• _Problem to work on_:
Count the lines in the rows below that contain the word "every", matching case exactly, and reply with the number alone.
** begin **
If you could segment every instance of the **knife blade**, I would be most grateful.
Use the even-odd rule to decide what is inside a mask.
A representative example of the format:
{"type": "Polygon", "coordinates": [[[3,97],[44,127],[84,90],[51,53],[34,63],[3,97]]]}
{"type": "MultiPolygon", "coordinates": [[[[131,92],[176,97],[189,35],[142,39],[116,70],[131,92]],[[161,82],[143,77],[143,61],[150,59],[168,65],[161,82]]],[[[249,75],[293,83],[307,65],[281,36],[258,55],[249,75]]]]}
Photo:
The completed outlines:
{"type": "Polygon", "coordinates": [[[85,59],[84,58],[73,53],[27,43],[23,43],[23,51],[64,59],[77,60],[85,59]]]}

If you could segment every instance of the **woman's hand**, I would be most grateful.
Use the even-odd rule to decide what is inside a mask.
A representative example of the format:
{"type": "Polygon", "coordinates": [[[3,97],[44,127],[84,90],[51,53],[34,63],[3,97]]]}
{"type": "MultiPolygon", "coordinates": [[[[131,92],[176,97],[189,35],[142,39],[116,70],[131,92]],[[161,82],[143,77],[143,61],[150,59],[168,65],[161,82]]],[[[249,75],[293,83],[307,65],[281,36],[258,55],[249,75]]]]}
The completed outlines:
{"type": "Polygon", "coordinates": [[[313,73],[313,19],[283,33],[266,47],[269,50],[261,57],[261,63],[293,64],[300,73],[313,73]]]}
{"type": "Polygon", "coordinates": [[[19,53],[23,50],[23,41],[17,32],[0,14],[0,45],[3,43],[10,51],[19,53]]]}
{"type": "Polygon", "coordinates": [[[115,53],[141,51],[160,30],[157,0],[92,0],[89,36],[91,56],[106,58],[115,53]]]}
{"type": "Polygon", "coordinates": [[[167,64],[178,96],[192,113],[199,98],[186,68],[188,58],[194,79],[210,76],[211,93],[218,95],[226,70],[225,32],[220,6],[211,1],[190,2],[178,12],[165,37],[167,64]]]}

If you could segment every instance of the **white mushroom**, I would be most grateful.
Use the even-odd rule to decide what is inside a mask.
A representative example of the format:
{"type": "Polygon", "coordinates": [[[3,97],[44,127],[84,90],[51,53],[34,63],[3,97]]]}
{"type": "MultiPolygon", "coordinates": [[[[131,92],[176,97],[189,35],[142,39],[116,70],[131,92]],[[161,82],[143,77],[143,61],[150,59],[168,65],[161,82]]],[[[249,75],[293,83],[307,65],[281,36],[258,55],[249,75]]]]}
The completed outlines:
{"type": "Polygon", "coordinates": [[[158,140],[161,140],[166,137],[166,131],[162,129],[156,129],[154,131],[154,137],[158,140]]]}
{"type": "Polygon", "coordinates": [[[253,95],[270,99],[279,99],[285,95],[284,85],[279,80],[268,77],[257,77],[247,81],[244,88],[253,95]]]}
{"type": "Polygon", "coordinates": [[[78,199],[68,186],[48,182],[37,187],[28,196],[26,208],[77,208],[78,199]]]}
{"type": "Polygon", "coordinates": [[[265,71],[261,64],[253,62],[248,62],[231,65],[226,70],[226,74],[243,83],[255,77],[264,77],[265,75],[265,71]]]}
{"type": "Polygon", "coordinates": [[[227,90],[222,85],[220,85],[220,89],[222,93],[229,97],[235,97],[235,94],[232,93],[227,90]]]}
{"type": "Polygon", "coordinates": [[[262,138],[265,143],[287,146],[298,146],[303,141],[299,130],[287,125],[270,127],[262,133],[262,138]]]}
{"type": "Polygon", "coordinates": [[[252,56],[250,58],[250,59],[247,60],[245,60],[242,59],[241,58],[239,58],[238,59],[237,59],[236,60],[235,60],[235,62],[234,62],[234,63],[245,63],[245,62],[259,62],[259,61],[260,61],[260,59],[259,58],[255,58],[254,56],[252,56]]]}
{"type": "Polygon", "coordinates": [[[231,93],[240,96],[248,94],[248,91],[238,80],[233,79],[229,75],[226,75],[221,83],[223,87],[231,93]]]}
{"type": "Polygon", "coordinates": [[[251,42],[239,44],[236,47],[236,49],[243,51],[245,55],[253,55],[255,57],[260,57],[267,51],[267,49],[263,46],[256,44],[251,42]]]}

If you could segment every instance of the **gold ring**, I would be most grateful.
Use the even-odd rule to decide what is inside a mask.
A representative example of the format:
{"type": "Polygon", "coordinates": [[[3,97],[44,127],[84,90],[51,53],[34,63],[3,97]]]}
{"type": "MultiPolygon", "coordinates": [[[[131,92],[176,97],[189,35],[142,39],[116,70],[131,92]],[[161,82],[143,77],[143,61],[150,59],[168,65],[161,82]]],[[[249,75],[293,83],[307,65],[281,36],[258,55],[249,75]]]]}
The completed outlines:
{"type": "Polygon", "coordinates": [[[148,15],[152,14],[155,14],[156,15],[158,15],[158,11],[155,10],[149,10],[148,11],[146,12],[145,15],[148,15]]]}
** end **
• _Result_:
4